-- START --

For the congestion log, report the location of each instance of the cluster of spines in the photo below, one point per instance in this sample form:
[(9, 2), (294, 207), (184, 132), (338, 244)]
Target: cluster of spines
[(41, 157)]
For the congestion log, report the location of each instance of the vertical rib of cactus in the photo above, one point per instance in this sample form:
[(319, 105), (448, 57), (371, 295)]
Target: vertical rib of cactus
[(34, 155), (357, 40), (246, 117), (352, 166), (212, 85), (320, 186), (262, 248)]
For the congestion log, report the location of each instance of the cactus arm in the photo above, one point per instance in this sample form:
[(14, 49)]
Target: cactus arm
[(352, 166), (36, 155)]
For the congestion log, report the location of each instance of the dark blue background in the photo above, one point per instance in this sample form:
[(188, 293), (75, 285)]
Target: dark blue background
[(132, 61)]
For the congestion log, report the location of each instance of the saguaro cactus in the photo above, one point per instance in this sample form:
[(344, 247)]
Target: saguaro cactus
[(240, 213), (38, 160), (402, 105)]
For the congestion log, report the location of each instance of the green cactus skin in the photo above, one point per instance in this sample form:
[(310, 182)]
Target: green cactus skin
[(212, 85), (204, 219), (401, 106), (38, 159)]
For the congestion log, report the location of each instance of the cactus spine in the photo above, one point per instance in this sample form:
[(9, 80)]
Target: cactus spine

-- END --
-- START --

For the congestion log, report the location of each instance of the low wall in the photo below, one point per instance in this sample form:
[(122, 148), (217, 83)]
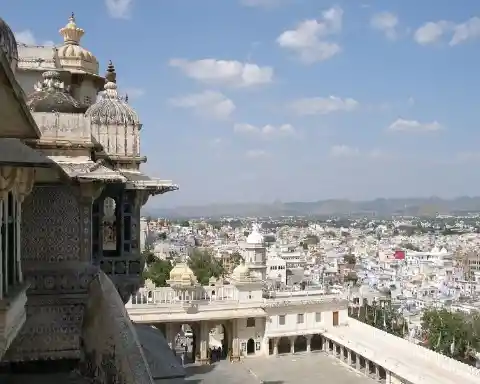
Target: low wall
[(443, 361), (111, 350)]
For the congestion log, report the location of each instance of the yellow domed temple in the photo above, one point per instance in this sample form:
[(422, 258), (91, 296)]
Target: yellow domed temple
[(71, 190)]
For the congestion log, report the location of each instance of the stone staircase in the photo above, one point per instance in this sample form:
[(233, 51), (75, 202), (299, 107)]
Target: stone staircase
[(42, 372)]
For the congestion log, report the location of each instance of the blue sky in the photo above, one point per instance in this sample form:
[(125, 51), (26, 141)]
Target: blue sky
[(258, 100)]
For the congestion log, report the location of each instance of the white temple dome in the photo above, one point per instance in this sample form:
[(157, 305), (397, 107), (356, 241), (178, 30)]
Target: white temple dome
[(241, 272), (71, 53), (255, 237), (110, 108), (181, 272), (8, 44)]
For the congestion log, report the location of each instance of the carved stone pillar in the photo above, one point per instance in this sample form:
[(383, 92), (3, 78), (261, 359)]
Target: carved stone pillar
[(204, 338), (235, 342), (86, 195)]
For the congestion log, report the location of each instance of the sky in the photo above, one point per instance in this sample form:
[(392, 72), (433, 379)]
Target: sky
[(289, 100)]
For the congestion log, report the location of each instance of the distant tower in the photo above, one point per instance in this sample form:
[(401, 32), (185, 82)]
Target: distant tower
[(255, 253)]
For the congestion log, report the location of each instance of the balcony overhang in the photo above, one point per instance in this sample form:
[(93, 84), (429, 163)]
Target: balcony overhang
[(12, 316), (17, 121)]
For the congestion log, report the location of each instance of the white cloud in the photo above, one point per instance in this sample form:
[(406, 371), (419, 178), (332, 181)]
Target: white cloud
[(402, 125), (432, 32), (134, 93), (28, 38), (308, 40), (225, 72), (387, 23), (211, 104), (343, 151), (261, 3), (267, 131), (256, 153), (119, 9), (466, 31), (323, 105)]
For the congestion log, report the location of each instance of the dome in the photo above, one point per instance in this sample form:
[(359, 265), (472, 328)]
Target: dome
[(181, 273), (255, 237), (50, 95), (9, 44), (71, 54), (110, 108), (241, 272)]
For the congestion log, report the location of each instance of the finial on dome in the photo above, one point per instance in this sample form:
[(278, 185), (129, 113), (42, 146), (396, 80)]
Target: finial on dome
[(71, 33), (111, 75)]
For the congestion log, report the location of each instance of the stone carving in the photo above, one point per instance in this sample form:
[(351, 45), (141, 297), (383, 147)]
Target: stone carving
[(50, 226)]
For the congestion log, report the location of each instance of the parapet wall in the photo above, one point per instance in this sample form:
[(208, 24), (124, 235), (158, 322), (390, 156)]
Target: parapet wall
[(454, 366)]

-- END --

WHAT NEEDS TO BE DONE> Rewrite the items from the line with "of the dark" to the line with "Target: cactus spine", changing "congestion log" to "crowding log" and leaving everything else as it is.

SOLUTION FOR THIS PROBLEM>
For the crowding log, report the location of each instance of the dark blue background in the photo above, one point per instance in this sample form:
[(188, 293), (75, 285)]
Target: dark blue background
[(132, 61)]
For the crowding log, report the location of each instance of the saguaro cactus in the photo above, one point per instance in this sample form:
[(344, 247)]
Target: saguaro cactus
[(240, 213), (38, 160), (402, 105)]
For the crowding log, report the location of each instance of the green cactus skin in the photo above, one point per instance in this sample form:
[(310, 182)]
Target: green cactus skin
[(212, 85), (204, 219), (401, 106), (38, 159)]
For the crowding log, report the location of each instance of the cactus spine in the photo above, one point per instance in this sample form:
[(9, 80)]
Target: cactus spine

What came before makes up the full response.